Data rows:

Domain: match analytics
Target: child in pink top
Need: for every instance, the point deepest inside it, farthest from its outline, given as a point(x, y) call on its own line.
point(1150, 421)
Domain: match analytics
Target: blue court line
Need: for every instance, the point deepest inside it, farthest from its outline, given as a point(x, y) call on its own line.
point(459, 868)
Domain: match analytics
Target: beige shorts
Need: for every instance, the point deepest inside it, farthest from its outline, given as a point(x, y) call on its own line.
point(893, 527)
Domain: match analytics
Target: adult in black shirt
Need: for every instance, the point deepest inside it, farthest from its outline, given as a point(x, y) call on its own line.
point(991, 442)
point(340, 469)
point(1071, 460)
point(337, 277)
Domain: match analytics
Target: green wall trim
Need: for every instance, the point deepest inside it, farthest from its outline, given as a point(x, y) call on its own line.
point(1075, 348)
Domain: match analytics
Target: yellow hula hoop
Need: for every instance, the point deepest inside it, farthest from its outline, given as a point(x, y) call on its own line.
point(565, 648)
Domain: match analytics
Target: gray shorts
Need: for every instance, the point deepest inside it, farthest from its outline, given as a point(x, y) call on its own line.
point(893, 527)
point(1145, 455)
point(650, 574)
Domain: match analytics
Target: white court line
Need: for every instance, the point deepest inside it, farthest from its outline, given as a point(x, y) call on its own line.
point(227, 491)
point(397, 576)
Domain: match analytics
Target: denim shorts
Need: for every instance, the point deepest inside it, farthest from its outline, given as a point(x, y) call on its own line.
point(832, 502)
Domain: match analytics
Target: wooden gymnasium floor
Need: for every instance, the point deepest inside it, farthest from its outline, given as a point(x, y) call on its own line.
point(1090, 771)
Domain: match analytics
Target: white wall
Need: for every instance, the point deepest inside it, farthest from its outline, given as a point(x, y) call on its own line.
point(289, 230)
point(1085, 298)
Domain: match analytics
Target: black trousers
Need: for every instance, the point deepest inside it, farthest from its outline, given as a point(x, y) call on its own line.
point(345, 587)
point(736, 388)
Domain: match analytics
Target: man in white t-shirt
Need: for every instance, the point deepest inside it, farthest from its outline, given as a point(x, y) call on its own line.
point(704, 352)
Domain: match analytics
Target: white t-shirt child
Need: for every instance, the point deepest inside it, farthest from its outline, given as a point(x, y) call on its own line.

Exercise details:
Format the lines above as a Markdown table with the columns No. and Line. Put one line per row, number the rows in order, and leave out blank lines.

Written solution:
| No. | Line |
|---|---|
| 1 | Domain: match analytics |
| 2 | Target: child in pink top |
| 3 | Need: for every instance, the point deepest inside it, farthest from its outline, given as a point(x, y) call on its own line. |
| 4 | point(1150, 421) |
| 5 | Domain: match analytics |
| 6 | Target: blue court line |
| 7 | Need: for every instance, the point deepest inside it, farthest from its outline, given as a point(x, y) call on its own line. |
| 8 | point(459, 868) |
| 9 | Domain: match analytics |
| 10 | Target: beige shorts |
| 11 | Need: for every instance, the point deepest inside it, farthest from its outline, given as a point(x, y) call on its own line. |
| 12 | point(893, 527) |
| 13 | Domain: match analytics |
| 14 | Target: adult in black shirt |
| 15 | Need: for every instance, the point deepest inside it, farthest from its outline, given as a point(x, y) call on its own line. |
| 16 | point(991, 442) |
| 17 | point(340, 469) |
| 18 | point(1071, 460) |
| 19 | point(337, 277) |
| 20 | Domain: match analytics |
| 21 | Target: green wall trim |
| 22 | Need: for every instance, the point deepest inside it, farthest from its outline, given as a point(x, y) call on its own line. |
| 23 | point(1075, 348) |
| 24 | Domain: match analytics |
| 25 | Target: yellow hula hoop |
| 26 | Need: for every instance, the point deepest inside it, farthest from its outline, given as a point(x, y) call on its own line. |
| 27 | point(565, 648) |
| 28 | Domain: match analytics |
| 29 | Target: gray shorts |
| 30 | Need: for every instance, the point deepest inside it, farthest from its outline, given as a point(x, y) call on its own line. |
| 31 | point(893, 527) |
| 32 | point(1145, 455) |
| 33 | point(650, 574) |
| 34 | Domain: match analytics |
| 35 | Target: white court line |
| 36 | Need: for every instance, the point deepest inside it, farthest from its outline, given as a point(x, y) call on its own line. |
| 37 | point(227, 491) |
| 38 | point(397, 576) |
| 39 | Domain: match analytics |
| 40 | Target: denim shorts |
| 41 | Need: for every instance, the point deepest inside it, farthest from its outline, given as a point(x, y) call on its own line. |
| 42 | point(832, 502) |
| 43 | Domain: match analytics |
| 44 | Target: wooden gymnasium floor |
| 45 | Need: for every instance, the point deepest inside it, farthest from its outline, given as a point(x, y) call on its own line. |
| 46 | point(1090, 771) |
| 47 | Domain: match analytics |
| 48 | Target: white wall |
| 49 | Need: for every instance, the point deepest inside it, farthest from its outline, given as a point(x, y) call on its own line. |
| 50 | point(289, 230) |
| 51 | point(1085, 298) |
| 52 | Domain: match analytics |
| 53 | Target: black trousers |
| 54 | Need: for every instance, the point deepest inside it, farthest from its outline, given as a point(x, y) call on its own line. |
| 55 | point(345, 587) |
| 56 | point(736, 388) |
| 57 | Domain: match analytics |
| 58 | Target: man in white t-shirt |
| 59 | Need: for every instance, the point deepest inside it, farthest from its outline, given as a point(x, y) call on its own line. |
| 60 | point(704, 352) |
| 61 | Domain: match analytics |
| 62 | Target: white t-shirt child |
| 63 | Need: for every instance, the point deepest inside it, farthest from its outline, given as a point(x, y) call on its own line. |